To-do list
a) Write out the part of the olympiad comment thread from "y=x/2, y=-2x+5 から交点(2,1)を求め、三角形1つで5*2/2=5、10*10-5*8=60としました。" to "these five numbers?", copied word for word.
b) In the olympiad comment thread, why does one commenter say there is no need to calculate AC and BC? Answer in one to three sentences.

Text segment
---

Portuguese Math Olympiad | 2019

I took an analytical approach:
I assigned both lines to a function:
f(x) = 1/2 x
g(x) = -2x + 10
Thus the Area is equal to:
A = 1/2 * 5 * y(f=g)
A = 1/2 * 5 * 2 = 5
Multiply that with 8 and subtract that from 100 you get 60.
And that's a good place to stop.

Finally something I can solve.

Wow , I was on This Olympiad!!!This Will probably be the only time ill be able to Say This .Thx for sharing portuguese math problems :)
Fun Fact:This was the easiest exercise of the finals, so yeah , wasnt that hard to solve xD.

A little simpler: you do not need to calculate AC and BC because similar triangles areas are proportional to the square of their proportional constant

my solution was:
i guessed all triangles were the same
i guessed the height of the triangle was 2
i saw that there was 8 triangles
5*2/2 = 5
5*8 = 40
100 - 40 = 60
the engineer way won once again

Easy problem. Done in less than a minute. Great job with the videos tho!! I would really enjoy if you could try some imo problems next time. Have a fantastic day!

I'll not just use your vids to improve my Math dots, but particularly to learn English.
How the saying goes?
"Two birds, one stone." 💪🏿

ABC and PAC are proportional, sum of their areas is PAB = 1/4 of total area, hypotenuse of ABC is 2 times smaller then the one of PAC => area of ABC is 1/4 od PAC or 1/5 of PAB, that is 1/20 of total area.

y=x/2, y=-2x+5 から交点(2,1)を求め、三角形1つで5*2/2=5、10*10-5*8=60としました。

If I were ever to get in to rock climbing, I'd want Michael Penn as my instructor because he would know when to say "and that's a good place to stop"

10:04 É um bom lugar para parar
Alright I’ve changed my mind from yesterday. I’ll try to pick some questions that doesn’t interfere with the main content. And having comments increase the engagement so let's go...
The sums of five numbers (ℤ) taken in pairs are 0, 2, 4, 4, 6, 8, 9, 11, 13 and 15. What are these five numbers?

This was my quick and dirty method.
Using some rules about similar triangles, you can show that APC is 4*ABC and APB is 5*ABC. APB has area (5 * 10) / 2 = 25, which means ABC has an area of 5.

---

Information provided
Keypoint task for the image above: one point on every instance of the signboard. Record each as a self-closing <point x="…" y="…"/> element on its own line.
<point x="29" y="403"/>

---

Answers to the exercise
a)
y=x/2, y=-2x+5 から交点(2,1)を求め、三角形1つで5*2/2=5、10*10-5*8=60としました。

If I were ever to get in to rock climbing, I'd want Michael Penn as my instructor because he would know when to say "and that's a good place to stop"

10:04 É um bom lugar para parar
Alright I’ve changed my mind from yesterday. I’ll try to pick some questions that doesn’t interfere with the main content. And having comments increase the engagement so let's go...
The sums of five numbers (ℤ) taken in pairs are 0, 2, 4, 4, 6, 8, 9, 11, 13 and 15. What are these five numbers?

b) The areas of similar triangles are proportional to the square of their proportional constant, so AC and BC do not need to be calculated.